[START Excerpt to read]

Oberpfalznetz 22nd July 2009 | Text & Photos: Stefan Voit

Hubert von Goisern and band thrill 1800 fans at Luisenburg

Hubert von Goisern

Wunsiedel. "I don't know how you got your tickets. But you can happily treasure having got your hands on these coveted items," Intendant Michael Lerchenberg said happily. 1800 Fans came to the Luisenburg on Monday to hear Hubert von Goisern live. 18,000 people had requested tickets. Those who managed to get them experienced an almost three hour concert of great class.

Travelled the whole world

Hubert von Goisern has never taken the simple route, has never stood still, instead continually developing. You can hear it in his lyrics and especially in his music. He has long since detached himself from the (rocky) folk music that once made him famous, has travelled the whole world, collected impressions and vibes, met people and played music with them. Music is the only language that is spoken and understood across the world.

Hubert von Goisern is a collector of sounds, who listens a great deal, drinking in and then musically processes. Thus his concert in front of the massive granite rock face, before which he looked visibly at ease, was a result of his most recent great journey, which with the Linz Europe Tour in 2007 took him on a ship for two years, first on the Danube and then through many European countries.

[END Excerpt to read]

> What to work on
[a] Print the passage of the Hubert von Goisern concert review between "Hubert von Goisern and" and "of great class.", inclusive.
[b] Carry the Hubert von Goisern concert review on from its last sentence, writing the next part of the article rather than anything about the lines.

[START Data listing]

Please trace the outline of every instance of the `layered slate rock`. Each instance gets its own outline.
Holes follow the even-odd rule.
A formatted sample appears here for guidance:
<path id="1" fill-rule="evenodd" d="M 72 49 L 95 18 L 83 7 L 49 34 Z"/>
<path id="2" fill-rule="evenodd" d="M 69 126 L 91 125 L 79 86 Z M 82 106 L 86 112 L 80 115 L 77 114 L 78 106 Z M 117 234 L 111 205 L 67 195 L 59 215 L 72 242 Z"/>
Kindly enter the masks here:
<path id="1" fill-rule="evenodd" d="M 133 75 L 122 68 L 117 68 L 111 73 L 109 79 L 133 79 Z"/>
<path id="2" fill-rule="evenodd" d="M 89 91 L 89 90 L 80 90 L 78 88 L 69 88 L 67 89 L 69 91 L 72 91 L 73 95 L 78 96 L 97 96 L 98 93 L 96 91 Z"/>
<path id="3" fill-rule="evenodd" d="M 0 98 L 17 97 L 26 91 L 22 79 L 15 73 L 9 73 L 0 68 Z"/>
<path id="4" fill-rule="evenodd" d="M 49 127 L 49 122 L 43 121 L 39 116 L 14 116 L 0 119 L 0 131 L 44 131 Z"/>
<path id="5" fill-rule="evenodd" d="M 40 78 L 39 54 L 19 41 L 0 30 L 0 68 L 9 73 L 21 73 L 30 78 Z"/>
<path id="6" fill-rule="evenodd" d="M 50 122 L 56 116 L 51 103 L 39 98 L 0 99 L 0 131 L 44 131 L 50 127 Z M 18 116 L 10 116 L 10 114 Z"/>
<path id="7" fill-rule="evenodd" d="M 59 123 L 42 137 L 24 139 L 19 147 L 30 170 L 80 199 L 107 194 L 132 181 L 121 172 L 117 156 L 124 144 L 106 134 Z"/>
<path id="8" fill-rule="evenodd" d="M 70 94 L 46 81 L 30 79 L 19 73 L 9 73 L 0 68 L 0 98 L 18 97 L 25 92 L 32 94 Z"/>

[END Data listing]

> Answers to the exercises
[a]
Hubert von Goisern and band thrill 1800 fans at Luisenburg

Hubert von Goisern

Wunsiedel. "I don't know how you got your tickets. But you can happily treasure having got your hands on these coveted items," Intendant Michael Lerchenberg said happily. 1800 Fans came to the Luisenburg on Monday to hear Hubert von Goisern live. 18,000 people had requested tickets. Those who managed to get them experienced an almost three hour concert of great class.

[b]
It was his vision to bring people from different cultural circles and generations together with music. Showtime was then the start of an almost three hour long musical journey, which couldn't have been any more exciting. He's become rockier, rich in sound, hot in guitars, grooving in the trumpet, as sensitive as ever in singing. It is also a credit to his excellent band, perhaps the strongest he has had yet: Severin Trogbacher (guitar), Helmut Schartlmüller (bass), Alexander Pohn (drums) and David Lackner (keyboard) display an immense joy in their playing, getting every last drop from their instruments and giving von Goisern an indescribable feeling of joy and security. Completed by the wonderful singers Marlene Schuen, Elisabeth Schuen and Maria Moling, who also strengthen the band with violins and percussion.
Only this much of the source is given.